■ **DIRECTIONS**
Take the line containing "Where can the hazy" as the first and the last line of the records below as the end, and please set down only what lies between them exactly, both ends included.

■ **DATASET**
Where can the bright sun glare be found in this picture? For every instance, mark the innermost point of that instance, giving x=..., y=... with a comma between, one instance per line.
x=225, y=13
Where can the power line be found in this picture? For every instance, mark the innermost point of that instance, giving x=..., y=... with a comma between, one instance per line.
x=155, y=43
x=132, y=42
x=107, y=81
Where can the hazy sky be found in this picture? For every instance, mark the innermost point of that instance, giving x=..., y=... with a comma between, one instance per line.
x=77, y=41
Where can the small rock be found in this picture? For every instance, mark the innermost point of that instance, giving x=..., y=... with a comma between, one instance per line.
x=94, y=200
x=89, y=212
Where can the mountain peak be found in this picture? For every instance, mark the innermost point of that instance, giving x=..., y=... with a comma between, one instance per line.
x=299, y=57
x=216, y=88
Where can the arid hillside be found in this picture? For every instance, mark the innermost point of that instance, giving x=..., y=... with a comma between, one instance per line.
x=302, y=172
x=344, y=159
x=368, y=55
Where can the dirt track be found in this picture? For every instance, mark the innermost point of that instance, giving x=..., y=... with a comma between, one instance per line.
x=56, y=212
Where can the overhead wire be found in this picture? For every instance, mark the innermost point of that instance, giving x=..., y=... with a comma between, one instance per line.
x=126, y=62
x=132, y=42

■ **ANSWER SECTION**
Where can the hazy sky be found in this picture? For every instance, mark the innermost point of that instance, giving x=..., y=... with a comma between, one instance per line.
x=77, y=41
Where can the small rock be found in this picture? For every instance, mark the innermost point of that instance, giving x=..., y=... with a comma between, one instance per line.
x=94, y=200
x=89, y=212
Where can the mountain peak be found in this picture? For every instance, mark the innermost point of that instance, giving x=..., y=... with a comma between, one instance per line.
x=299, y=57
x=216, y=88
Where can the arid hillside be found in this picture? For every instance, mark the innermost point of that instance, giving x=..., y=... with a comma between, one instance per line.
x=302, y=172
x=344, y=159
x=368, y=55
Where can the dirt track be found in this picture? For every instance, mark the innermost point of that instance, giving x=..., y=... with a comma between, one instance per line.
x=56, y=212
Where can the overhead wire be found in this picture? For every instance, mark the innermost point of that instance, giving x=..., y=... with a comma between, one instance per line.
x=126, y=62
x=132, y=42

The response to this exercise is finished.